EXERCISE: Could you return every record below without changing a word?
-------- MATERIAL SHOWN
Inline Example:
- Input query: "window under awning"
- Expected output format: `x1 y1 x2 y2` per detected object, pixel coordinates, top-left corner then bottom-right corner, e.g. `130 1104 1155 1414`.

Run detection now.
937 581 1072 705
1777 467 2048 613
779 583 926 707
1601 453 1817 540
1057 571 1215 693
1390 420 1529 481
----------------
PROBLEM SOLUTION:
Inline Example:
- Input query: "window under awning"
- Expected output format: `x1 y1 x2 y2` per detected object, pixel coordinates, top-left corner then bottom-right corner, e.g. `130 1104 1155 1414`.

Run detection now.
937 581 1072 705
1777 467 2048 613
779 583 926 707
1601 453 1817 540
1057 571 1215 693
1390 420 1529 481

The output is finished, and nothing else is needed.